====== EXTRACTED MATERIAL

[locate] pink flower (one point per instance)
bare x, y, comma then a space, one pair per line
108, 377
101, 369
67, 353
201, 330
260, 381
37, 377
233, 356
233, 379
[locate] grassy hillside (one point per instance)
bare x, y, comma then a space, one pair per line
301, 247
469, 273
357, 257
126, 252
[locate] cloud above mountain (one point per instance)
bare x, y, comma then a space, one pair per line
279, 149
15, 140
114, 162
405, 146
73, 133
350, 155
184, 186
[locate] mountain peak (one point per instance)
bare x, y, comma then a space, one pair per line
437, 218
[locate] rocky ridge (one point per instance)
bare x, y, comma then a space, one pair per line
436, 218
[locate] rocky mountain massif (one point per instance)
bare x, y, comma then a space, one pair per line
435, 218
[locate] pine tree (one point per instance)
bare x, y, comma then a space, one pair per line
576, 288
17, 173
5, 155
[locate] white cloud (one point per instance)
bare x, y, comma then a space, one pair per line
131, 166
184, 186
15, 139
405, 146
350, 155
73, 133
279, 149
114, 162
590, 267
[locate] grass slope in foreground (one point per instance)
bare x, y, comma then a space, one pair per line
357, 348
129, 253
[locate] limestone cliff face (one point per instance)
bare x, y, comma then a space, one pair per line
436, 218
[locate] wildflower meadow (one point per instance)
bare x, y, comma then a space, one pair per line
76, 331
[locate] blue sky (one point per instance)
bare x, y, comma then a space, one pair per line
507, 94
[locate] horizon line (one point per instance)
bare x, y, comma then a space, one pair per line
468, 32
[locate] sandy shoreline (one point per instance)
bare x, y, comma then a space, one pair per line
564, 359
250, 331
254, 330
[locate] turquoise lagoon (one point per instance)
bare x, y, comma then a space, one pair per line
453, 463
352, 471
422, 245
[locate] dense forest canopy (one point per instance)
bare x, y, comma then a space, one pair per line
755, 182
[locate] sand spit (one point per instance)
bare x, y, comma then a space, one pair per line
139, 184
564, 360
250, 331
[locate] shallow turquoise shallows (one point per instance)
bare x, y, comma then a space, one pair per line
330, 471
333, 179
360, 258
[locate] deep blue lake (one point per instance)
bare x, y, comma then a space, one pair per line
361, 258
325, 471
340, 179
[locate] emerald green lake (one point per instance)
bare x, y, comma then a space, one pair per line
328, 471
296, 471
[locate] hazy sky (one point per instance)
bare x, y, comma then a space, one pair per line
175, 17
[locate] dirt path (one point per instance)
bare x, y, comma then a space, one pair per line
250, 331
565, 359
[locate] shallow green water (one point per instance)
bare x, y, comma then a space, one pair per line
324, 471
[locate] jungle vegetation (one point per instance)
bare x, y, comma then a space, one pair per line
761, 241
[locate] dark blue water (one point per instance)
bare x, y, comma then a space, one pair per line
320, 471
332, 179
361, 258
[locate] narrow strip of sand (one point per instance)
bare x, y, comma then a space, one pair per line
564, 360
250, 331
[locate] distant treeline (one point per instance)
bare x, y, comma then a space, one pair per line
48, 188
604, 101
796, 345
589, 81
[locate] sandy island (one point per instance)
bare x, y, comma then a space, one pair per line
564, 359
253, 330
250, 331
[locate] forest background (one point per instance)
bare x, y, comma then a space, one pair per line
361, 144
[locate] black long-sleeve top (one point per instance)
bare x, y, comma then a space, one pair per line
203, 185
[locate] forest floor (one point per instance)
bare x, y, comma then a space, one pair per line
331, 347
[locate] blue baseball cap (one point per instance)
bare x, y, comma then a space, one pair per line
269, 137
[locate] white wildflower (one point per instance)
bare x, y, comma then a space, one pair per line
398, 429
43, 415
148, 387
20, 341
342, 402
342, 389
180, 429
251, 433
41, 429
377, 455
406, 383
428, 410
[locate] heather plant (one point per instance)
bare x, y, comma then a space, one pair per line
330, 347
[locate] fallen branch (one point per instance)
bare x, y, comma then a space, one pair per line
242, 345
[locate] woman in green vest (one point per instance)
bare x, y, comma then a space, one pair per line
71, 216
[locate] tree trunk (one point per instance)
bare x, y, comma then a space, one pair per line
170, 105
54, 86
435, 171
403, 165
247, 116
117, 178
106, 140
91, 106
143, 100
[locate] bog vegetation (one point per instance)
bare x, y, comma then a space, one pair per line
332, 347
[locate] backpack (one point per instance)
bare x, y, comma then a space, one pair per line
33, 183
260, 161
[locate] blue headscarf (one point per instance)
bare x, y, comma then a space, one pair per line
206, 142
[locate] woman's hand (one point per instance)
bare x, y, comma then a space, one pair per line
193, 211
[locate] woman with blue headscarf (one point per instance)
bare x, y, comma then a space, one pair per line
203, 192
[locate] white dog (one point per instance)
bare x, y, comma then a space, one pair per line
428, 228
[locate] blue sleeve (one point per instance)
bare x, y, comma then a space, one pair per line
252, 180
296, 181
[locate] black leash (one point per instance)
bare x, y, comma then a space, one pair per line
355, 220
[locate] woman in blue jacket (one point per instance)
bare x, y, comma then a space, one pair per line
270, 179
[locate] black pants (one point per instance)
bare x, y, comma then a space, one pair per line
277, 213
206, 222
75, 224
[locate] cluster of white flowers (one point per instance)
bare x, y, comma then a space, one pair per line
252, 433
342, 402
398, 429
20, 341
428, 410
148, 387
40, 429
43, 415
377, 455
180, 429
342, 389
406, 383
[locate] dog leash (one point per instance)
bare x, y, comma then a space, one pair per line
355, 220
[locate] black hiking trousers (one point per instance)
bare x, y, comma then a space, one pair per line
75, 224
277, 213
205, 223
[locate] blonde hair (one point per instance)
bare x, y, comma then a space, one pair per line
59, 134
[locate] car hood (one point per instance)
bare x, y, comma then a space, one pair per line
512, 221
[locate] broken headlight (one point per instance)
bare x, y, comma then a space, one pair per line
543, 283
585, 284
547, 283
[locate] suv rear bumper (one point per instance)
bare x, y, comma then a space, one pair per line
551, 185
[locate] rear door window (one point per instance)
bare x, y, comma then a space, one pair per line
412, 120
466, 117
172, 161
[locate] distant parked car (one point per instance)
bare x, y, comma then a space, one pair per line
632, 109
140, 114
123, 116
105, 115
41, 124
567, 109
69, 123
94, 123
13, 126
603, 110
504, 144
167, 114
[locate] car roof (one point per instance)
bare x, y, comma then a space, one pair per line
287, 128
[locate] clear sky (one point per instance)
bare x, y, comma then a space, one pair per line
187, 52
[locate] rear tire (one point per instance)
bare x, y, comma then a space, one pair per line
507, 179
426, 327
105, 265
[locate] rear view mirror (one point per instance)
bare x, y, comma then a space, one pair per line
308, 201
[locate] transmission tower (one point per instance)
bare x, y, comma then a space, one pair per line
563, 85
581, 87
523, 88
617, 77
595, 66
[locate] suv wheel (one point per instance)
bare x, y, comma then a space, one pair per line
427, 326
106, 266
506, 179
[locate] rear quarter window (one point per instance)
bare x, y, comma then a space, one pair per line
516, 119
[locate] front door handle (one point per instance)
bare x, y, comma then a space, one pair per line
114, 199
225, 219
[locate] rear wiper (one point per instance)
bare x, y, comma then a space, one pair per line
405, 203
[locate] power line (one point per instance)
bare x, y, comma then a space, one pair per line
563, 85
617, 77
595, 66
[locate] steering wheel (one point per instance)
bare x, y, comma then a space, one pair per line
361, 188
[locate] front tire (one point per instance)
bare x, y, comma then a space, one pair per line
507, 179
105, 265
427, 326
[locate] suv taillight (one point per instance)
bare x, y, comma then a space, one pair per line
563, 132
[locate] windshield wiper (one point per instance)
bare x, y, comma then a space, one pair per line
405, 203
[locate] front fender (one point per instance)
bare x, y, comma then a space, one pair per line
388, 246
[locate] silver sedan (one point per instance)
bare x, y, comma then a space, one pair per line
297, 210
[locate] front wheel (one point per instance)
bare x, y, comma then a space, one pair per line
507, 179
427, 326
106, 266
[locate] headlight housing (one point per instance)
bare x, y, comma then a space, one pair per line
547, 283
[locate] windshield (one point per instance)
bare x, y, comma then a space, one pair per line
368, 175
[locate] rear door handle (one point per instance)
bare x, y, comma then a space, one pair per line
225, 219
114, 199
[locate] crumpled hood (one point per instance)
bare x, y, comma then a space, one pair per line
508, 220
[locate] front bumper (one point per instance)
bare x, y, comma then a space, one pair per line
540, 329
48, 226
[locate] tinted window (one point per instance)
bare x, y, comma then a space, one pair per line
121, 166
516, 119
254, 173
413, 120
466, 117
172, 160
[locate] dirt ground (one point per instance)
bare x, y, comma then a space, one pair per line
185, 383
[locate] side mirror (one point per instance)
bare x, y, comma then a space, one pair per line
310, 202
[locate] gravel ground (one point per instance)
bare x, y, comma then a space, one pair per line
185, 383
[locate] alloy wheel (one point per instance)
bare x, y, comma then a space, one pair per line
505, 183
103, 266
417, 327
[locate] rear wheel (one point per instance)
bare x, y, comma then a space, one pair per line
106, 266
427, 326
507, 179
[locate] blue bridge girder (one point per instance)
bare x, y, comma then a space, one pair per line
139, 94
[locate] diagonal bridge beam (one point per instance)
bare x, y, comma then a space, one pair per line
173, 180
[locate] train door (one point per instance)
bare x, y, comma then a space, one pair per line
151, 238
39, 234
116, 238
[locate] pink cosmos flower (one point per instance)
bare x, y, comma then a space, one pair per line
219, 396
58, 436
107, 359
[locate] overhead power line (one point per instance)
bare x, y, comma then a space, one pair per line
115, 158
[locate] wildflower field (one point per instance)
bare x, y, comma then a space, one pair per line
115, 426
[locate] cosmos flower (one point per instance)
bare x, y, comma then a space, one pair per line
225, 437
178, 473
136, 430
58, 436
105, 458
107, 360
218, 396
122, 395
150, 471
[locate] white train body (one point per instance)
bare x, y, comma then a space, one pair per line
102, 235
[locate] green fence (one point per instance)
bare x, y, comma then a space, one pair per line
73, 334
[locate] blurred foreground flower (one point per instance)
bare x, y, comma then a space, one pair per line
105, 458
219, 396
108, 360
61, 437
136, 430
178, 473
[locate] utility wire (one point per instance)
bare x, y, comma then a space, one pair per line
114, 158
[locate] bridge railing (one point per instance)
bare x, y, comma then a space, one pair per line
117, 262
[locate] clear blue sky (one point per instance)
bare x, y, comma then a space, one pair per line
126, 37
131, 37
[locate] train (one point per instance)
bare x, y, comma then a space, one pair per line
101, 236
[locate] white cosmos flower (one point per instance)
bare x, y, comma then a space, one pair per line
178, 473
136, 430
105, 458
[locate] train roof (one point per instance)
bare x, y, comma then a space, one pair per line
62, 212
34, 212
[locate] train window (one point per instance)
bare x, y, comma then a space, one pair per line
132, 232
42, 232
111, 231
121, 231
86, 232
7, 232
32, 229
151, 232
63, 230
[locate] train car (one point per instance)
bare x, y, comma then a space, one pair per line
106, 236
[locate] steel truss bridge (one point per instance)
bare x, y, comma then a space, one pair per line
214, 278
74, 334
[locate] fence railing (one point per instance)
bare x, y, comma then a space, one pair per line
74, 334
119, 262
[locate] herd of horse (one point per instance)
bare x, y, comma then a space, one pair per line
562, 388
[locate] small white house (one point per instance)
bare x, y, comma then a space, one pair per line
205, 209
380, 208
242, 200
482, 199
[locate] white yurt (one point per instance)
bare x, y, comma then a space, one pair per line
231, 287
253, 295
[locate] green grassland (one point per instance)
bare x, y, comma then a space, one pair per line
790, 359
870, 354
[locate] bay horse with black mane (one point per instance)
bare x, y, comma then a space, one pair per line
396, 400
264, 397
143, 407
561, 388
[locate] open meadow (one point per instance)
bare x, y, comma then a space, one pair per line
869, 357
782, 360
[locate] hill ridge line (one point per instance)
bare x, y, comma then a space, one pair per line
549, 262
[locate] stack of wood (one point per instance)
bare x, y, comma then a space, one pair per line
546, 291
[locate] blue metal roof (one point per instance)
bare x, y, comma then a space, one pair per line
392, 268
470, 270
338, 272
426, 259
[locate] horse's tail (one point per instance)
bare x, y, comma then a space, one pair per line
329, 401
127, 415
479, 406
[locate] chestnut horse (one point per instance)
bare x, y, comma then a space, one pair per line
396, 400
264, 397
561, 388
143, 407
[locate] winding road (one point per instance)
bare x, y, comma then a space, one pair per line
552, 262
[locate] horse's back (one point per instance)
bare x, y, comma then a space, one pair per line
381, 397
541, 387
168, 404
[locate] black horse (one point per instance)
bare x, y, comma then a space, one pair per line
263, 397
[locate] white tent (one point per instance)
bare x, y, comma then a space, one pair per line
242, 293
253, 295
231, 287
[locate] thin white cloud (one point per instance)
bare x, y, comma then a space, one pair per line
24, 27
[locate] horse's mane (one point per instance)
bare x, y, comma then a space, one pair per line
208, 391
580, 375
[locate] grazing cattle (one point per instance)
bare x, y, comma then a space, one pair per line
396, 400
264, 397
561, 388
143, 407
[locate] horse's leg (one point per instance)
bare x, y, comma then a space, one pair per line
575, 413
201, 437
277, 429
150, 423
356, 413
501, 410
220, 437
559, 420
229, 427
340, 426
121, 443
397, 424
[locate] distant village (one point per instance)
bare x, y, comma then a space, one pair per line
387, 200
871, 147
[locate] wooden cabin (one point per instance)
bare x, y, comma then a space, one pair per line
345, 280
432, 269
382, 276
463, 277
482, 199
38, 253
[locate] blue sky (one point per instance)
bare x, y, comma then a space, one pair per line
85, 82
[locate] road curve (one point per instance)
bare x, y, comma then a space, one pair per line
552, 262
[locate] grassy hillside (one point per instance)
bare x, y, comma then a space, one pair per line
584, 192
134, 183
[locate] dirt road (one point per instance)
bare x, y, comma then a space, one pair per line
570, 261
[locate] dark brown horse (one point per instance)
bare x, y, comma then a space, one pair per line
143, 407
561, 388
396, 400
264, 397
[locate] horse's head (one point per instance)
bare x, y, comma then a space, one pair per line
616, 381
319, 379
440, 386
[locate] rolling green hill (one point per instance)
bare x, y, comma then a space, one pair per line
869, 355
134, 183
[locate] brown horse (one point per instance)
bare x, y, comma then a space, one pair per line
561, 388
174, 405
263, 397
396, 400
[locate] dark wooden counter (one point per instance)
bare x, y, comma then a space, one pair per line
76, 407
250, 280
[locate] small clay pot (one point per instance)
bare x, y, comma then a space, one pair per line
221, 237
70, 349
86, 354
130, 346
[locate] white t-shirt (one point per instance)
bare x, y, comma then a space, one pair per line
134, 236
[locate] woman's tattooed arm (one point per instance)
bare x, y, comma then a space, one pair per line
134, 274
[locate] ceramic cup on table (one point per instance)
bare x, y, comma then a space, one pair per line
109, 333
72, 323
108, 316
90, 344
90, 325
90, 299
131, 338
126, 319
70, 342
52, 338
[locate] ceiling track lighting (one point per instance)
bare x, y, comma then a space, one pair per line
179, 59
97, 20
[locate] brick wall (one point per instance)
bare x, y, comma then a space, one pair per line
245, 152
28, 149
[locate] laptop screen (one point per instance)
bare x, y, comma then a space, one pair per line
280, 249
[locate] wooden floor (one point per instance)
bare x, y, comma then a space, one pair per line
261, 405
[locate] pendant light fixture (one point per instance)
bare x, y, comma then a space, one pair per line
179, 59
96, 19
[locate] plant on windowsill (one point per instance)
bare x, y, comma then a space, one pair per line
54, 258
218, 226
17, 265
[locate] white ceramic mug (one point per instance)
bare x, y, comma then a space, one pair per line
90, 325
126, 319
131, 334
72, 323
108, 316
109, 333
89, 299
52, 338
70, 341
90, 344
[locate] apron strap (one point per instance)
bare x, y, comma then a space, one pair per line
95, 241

============

TASK DIRECTIONS:
Reproduce the lines of the entries above exactly, but only from the line containing "[locate] wooden floor" through the final line.

SOLUTION TO THIS TASK:
[locate] wooden floor (one point per instance)
bare x, y, comma then a space, one pair per line
261, 405
[locate] pendant light fixture (one point per instance)
bare x, y, comma then a space, one pair per line
179, 59
96, 19
[locate] plant on windowsill (one point per instance)
bare x, y, comma then a space, one pair per line
54, 258
218, 226
17, 265
[locate] white ceramic mug (one point per instance)
bare x, y, comma then a space, one pair per line
90, 325
126, 319
131, 334
72, 323
108, 316
109, 333
89, 299
52, 338
70, 341
90, 344
[locate] apron strap (one point per instance)
bare x, y, comma then a space, one pair per line
95, 241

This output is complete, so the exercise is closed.